**Problems and tasks:**
1) Write out the stretch of the Corp to Corp piece from "A limited liability" through "to Corp contractor." word for word.
2) Extend the text on Corp to Corp contracting, picking up right after its last sentence.

**Document segment:**
━━━━━━━━

We have listed the benefits of Corp to Corp for employers. However, there is a significant advantage for the contractor as well. A business structured as an LLC can protect the business owner from personal liability. The contractor’s vehicle, house, and savings accounts will not be at risk in the event of a bankruptcy or if a creditor files a lawsuit.
A limited liability company (LLC) protects a contractor’s personal assets
Source: U.S. Small Business Administration
Does Corp to Corp have any disadvantages?
Corp to Corp is beneficial for both the small business owner as well as the contractor. However, this system does suffer from some downsides.
The contractor would have to complete some paperwork to register as an LLC. This could mean spending several hundred dollars in filing fees and professional costs. Subsequently, the contractor would have to comply with the legal requirements of running an LLC.
There are financial implications for the small business that has hired the Corp to Corp contractor, as well. The amount charged for a specific task by an individual contractor is usually less than the sum that will have to be paid to a Corp to Corp contractor.

━━━━━━━━

**Entries provided:**
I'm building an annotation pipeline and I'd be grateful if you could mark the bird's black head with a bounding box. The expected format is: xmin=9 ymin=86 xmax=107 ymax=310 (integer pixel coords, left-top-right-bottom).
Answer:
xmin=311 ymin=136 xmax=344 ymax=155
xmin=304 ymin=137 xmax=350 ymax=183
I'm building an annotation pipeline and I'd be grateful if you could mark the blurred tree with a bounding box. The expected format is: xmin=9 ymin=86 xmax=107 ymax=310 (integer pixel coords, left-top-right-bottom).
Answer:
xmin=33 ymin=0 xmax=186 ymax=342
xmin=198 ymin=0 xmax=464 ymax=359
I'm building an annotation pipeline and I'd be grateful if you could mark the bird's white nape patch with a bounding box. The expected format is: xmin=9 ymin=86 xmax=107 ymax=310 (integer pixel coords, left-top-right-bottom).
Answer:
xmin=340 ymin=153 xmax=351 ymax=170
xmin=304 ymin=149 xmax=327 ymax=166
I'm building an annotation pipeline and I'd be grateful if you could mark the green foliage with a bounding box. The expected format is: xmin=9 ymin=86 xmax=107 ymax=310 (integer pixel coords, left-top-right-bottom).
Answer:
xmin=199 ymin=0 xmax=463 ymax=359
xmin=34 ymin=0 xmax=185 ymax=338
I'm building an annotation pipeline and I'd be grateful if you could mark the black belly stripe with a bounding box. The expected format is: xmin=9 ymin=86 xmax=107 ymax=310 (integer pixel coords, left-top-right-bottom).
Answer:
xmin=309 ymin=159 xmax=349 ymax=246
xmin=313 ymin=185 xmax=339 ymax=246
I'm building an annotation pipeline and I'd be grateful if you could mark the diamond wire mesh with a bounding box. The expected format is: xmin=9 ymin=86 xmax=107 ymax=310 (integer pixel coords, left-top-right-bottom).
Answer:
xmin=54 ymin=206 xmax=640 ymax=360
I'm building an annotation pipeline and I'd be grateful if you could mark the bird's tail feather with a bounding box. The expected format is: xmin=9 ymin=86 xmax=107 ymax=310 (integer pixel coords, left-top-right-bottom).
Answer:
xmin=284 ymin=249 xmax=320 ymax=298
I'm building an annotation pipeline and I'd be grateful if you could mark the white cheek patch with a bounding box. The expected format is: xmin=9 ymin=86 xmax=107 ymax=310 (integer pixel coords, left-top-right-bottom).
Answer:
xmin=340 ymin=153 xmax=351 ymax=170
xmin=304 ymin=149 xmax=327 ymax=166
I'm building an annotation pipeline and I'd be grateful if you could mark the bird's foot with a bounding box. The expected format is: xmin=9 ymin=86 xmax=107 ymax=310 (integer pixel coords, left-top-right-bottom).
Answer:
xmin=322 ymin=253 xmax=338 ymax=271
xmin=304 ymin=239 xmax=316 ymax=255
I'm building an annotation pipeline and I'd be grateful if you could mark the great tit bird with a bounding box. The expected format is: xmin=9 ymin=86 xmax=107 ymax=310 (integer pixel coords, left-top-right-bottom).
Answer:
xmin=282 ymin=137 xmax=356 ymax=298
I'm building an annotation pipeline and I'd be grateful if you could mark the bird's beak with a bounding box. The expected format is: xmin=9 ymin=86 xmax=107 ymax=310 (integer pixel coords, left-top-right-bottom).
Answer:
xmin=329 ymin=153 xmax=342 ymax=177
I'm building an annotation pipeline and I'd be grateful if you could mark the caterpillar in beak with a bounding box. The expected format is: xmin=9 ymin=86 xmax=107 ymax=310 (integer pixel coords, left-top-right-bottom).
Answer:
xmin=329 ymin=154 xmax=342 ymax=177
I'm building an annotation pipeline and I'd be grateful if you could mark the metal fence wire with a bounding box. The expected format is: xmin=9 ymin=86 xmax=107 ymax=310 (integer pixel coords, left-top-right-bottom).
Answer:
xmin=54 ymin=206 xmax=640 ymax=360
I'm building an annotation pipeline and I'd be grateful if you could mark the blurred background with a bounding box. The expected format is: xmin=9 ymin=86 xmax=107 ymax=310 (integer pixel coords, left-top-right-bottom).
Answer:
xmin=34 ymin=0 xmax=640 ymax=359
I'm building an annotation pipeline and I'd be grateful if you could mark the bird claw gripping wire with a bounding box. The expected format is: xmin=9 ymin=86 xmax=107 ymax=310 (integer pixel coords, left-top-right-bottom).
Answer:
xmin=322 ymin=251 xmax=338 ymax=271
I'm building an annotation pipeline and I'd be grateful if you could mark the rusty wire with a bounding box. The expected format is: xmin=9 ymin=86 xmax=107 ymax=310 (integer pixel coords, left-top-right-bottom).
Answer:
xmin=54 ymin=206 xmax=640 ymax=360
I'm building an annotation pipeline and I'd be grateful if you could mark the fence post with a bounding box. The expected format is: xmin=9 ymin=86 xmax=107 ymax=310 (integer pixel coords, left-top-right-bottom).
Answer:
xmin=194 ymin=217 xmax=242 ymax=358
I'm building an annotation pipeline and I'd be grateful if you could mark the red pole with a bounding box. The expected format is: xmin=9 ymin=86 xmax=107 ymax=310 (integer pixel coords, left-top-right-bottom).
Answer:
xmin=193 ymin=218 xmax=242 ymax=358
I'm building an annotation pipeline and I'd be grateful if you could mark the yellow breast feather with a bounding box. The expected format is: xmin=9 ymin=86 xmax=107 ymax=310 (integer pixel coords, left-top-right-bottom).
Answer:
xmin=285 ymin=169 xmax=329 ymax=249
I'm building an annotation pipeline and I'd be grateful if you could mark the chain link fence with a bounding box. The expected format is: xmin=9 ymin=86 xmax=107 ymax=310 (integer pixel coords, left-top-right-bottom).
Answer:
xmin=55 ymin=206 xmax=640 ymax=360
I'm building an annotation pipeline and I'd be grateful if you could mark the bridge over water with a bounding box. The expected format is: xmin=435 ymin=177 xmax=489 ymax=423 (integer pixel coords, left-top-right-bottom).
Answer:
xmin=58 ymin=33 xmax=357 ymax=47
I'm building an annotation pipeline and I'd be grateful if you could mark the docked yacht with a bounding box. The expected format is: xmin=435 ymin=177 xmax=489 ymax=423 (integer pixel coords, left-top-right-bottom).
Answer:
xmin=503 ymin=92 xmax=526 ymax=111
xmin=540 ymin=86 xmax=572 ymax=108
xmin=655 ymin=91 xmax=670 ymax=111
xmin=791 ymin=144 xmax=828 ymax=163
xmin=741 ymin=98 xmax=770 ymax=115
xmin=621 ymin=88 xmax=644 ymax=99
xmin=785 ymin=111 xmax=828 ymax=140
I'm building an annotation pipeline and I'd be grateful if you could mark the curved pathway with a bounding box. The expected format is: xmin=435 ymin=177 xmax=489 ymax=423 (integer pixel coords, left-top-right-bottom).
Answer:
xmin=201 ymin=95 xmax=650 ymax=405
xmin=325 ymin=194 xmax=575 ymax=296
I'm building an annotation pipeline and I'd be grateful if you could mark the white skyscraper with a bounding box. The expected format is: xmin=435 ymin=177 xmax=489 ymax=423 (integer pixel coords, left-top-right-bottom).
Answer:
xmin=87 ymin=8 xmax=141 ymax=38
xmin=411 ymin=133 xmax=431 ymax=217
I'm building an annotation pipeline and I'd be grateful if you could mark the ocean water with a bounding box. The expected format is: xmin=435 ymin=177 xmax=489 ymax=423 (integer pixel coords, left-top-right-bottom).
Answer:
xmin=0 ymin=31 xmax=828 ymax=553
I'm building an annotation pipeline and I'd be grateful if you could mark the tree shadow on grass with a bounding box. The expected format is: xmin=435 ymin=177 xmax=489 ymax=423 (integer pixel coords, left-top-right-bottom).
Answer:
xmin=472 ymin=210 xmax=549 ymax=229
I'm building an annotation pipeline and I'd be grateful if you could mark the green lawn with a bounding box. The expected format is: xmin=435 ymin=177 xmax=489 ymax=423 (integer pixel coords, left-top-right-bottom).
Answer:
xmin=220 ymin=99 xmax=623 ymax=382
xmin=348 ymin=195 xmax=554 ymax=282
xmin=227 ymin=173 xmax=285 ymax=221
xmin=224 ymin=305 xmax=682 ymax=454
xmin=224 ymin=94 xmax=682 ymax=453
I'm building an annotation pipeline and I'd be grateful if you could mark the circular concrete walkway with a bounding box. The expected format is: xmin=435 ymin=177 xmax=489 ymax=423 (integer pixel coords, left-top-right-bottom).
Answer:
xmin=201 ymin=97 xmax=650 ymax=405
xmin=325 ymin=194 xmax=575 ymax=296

━━━━━━━━

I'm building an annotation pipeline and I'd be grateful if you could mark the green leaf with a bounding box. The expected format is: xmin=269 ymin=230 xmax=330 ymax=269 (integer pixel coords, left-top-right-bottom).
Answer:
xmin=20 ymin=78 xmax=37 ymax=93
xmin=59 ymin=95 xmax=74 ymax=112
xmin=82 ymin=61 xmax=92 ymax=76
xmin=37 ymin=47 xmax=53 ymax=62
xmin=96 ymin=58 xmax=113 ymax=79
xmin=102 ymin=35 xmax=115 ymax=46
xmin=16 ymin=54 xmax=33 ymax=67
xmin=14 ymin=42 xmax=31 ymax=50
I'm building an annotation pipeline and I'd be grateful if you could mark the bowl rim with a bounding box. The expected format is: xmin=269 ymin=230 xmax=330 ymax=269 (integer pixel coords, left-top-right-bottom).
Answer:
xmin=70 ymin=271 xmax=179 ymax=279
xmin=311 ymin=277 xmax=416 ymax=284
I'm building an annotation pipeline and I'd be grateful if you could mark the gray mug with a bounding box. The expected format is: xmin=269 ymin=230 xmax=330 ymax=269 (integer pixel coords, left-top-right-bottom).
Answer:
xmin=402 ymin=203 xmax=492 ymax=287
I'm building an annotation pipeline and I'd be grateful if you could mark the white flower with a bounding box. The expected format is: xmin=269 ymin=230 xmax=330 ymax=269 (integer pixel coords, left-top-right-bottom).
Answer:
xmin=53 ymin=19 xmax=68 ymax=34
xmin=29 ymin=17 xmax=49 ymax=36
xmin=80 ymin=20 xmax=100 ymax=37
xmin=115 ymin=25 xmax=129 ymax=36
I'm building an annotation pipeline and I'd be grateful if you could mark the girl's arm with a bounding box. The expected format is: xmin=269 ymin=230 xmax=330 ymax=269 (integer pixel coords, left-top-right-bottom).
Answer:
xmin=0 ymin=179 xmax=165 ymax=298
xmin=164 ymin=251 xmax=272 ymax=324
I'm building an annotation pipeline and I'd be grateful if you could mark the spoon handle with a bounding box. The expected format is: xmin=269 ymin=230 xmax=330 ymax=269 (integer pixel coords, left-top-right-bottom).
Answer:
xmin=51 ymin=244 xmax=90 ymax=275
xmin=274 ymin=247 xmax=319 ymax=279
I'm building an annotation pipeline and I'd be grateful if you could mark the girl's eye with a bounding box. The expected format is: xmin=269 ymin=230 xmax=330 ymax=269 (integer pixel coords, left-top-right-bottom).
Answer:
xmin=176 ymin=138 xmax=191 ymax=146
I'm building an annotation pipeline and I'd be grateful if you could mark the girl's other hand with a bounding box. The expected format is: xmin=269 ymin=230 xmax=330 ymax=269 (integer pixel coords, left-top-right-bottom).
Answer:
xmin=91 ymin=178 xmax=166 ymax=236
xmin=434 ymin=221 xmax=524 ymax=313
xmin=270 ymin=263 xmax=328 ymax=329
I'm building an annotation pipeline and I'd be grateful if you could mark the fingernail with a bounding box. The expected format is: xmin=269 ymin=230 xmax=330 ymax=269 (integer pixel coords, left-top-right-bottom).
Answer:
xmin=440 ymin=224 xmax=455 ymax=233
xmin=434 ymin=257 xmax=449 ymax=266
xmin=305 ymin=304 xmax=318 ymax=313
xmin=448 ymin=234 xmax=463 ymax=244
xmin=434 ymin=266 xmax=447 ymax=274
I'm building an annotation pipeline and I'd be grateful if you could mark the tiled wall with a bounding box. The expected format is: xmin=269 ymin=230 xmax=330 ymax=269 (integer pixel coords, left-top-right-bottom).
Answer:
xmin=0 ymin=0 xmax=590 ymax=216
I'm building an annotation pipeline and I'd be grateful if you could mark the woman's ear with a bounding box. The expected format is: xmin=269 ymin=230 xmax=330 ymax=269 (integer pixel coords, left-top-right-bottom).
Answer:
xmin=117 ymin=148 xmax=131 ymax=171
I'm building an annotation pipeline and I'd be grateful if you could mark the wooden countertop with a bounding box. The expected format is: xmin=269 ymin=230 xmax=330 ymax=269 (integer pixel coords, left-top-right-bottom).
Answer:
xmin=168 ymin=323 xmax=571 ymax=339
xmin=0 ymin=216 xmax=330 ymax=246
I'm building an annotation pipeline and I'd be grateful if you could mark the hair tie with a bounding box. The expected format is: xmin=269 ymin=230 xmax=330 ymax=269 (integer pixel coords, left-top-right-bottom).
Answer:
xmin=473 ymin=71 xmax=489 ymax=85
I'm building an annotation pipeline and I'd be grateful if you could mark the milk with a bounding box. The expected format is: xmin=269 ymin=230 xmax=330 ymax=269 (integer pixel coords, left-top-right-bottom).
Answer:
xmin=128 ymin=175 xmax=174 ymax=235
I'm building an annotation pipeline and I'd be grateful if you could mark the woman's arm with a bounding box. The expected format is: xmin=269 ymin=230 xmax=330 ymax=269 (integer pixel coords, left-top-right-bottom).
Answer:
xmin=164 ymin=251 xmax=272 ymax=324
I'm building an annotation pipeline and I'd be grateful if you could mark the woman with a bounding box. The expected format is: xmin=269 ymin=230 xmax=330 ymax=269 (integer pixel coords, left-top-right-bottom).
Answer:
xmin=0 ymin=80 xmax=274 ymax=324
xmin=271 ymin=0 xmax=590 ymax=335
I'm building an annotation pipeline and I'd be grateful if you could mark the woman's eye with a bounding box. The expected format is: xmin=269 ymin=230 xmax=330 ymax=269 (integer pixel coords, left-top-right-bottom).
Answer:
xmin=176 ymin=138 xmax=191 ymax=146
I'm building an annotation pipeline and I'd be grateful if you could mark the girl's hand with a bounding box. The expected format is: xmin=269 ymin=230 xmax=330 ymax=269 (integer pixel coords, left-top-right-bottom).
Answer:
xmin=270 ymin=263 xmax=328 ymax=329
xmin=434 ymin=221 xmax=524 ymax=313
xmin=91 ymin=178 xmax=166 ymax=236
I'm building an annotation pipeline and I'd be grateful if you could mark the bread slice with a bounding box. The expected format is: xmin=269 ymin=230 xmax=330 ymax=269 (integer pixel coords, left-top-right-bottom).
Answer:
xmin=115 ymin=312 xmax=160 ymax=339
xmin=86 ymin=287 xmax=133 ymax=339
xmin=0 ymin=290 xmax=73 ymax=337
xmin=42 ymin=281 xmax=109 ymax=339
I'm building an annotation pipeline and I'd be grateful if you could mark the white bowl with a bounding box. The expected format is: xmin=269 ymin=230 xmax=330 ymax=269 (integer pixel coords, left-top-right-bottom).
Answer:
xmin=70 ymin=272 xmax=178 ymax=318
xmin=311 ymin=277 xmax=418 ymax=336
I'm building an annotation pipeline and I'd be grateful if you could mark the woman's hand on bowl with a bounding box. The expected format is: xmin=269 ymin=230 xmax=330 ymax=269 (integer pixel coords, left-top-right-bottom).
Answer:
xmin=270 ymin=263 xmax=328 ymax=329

━━━━━━━━

**Answers to the exercise:**
1)
A limited liability company (LLC) protects a contractor’s personal assets
Source: U.S. Small Business Administration
Does Corp to Corp have any disadvantages?
Corp to Corp is beneficial for both the small business owner as well as the contractor. However, this system does suffer from some downsides.
The contractor would have to complete some paperwork to register as an LLC. This could mean spending several hundred dollars in filing fees and professional costs. Subsequently, the contractor would have to comply with the legal requirements of running an LLC.
There are financial implications for the small business that has hired the Corp to Corp contractor, as well. The amount charged for a specific task by an individual contractor is usually less than the sum that will have to be paid to a Corp to Corp contractor.

2)
Corp to Corp rate vs. W2 vs. 1099
In this section of the post, we’ll examine the terms “W2 employee,” and “1099 contractor.” We’ll also see how these categories of workers compare with Corp to Corp contractors.
W2 employee: The term W2 comes from the tax form used for this type of employee. Companies are required to file Form W2 for their workers. These individuals are regular salaried employees who work on a full-time or part-time basis. The employer is required to pay payroll taxes on their behalf. If a W2 employee does not perform the job well, the employer can terminate his or her services.
1099 contractor: The numerals 1099 also refer to a tax form. Form 1099 is to be filed for independent contractors. These workers are usually hired for a specific period or a particular task. A 1099 contractor could, in turn, hire workers to help complete the assigned task.
Unlike W2 employees, 1099 contractors aren’t eligible for health insurance, paid holidays, and other benefits.
Here’s a table that summarizes the differences between W2 employees, 1099 contractors, and C2C contractors.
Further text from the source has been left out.